Plaintiff complains of one incident involving Defendant Tribone. That incident occurred over a period of a few hours on one occasion in May 2010, and the reported chest pains apparently went away on their own. Plaintiff does not complain of any further chest pain, any further inaction by Defendant Tribone, or any problems resulting from that incident.
Additionally, with respect to his undisclosed "heart condition," Plaintiff does not allege that he has not received any treatment; he merely claims that he cannot "get all the medical treatment that [he] need[s]," including x-rays, EKG's, and "other test's on [his] heart." A patient's disagreement over the proper medical treatment alleges no more than a medical malpractice claim, which is a tort actionable in state court, but is not cognizable under § 1983. Street v. Corr. Corp. of Am., 102 F.3d 810, 816 n. 13 (6th Cir. 1996); Sanderfer v. Nichols, 62 F.3d 151, 154-55 (6th Cir. 1995). The question of whether diagnostic techniques or other forms of treatment are indicated is a classic example of a matter for medical judgment. At most, a medical decision not to order an x-ray or like measures represents medical malpractice. Estelle, 429 U.S. at 107. "[M]edical malpractice does not become a constitutional violation merely because the victim is a prisoner." Id. at 106.

=== SOURCE MATERIAL ===
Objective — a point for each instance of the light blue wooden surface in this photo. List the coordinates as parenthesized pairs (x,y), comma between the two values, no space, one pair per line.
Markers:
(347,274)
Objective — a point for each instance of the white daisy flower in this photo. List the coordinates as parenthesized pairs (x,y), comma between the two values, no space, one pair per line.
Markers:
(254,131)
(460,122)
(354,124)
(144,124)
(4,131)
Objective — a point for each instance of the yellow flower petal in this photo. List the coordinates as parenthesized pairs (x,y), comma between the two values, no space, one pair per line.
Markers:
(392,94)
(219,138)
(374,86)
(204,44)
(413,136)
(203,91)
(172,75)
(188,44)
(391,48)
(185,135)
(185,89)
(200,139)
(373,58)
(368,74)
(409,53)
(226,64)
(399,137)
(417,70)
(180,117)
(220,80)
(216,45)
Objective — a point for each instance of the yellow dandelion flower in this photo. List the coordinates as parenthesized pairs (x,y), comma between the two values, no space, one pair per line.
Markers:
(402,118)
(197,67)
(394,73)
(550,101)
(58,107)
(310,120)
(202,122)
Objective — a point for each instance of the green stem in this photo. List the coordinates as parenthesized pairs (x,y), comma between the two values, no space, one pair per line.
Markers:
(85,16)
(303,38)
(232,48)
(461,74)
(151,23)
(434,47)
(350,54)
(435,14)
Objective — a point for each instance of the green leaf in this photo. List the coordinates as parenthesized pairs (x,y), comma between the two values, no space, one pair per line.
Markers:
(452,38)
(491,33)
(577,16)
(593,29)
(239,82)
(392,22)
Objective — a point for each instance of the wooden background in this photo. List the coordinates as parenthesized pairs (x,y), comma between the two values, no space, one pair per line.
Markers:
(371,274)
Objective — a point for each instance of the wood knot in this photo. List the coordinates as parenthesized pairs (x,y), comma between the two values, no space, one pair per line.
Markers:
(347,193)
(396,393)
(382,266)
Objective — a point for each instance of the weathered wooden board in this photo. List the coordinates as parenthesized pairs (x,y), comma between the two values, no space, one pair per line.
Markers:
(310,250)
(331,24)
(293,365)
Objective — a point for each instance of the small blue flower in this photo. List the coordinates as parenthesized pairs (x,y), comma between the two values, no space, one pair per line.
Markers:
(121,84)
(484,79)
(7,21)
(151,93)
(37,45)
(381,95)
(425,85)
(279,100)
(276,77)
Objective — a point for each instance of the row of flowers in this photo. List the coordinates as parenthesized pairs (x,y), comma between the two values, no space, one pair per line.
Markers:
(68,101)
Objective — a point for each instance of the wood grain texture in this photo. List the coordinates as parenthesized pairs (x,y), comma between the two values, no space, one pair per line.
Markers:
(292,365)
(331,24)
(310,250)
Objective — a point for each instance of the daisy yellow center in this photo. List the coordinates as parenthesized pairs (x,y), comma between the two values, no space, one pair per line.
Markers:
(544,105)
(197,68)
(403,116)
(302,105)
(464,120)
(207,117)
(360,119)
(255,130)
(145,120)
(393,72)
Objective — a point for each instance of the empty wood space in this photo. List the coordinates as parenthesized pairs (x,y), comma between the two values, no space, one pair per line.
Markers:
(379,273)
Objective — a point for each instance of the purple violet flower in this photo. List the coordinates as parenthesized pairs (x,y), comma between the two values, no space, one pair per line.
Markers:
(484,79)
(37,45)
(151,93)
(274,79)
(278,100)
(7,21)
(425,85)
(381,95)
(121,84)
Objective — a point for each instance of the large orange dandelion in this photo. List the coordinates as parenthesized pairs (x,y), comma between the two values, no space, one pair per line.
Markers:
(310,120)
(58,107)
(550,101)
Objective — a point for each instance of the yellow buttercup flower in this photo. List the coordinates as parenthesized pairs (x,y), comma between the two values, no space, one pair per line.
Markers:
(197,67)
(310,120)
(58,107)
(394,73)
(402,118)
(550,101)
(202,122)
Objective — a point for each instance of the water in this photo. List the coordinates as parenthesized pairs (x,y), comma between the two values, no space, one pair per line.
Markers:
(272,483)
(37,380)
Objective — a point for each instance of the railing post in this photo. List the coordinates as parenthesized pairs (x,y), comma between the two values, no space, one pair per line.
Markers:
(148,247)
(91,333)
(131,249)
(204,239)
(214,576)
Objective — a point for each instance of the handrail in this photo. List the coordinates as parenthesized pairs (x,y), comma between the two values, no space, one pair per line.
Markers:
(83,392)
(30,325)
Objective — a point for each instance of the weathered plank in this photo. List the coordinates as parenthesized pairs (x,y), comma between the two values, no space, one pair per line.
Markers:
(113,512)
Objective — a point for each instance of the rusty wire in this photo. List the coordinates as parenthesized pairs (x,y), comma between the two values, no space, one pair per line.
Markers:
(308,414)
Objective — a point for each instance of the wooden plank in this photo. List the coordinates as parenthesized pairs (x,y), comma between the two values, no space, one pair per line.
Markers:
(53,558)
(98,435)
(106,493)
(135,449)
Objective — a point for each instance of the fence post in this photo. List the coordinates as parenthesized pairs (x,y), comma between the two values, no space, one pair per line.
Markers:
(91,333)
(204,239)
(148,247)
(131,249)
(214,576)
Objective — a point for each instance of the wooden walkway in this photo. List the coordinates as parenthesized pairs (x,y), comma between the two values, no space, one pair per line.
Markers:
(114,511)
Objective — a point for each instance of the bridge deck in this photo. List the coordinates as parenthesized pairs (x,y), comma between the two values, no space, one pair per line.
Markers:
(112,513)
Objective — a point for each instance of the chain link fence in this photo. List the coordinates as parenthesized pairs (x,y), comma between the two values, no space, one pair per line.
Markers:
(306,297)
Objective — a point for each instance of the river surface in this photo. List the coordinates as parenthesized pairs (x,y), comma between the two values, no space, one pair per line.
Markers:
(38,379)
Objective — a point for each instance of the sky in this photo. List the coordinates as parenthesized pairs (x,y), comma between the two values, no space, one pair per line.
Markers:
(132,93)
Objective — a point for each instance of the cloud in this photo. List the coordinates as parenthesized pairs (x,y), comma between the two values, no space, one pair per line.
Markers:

=== WORK REQUIRED ===
Continue the court opinion passage on the prisoner's medical-care claim, starting after its final sentence.

=== TASK RESULT ===
Finally, Plaintiff broadly claims, without providing any facts in support, that he cannot get medical treatment unless he pays a $3.00 co-pay. He does not claim that he cannot pay. He just believes he should not have to pay. Medical co-pays, however, have been held constitutional. See Bailey v. Carter, 15 F. App'x 245 (6th Cir. 2001). Plaintiff further fails to allege either that he was charged a co-pay on May 22nd or that he was denied treatment by Defendant Tribone due to any failure to pay a co-pay.
For the reasons set forth above, Plaintiff has failed to state a constitutional claim upon which relief may be granted against Defendant Tribone. The action, therefore, must be dismissed.
The Court will enter a separate Order consistent with this Memorandum Opinion.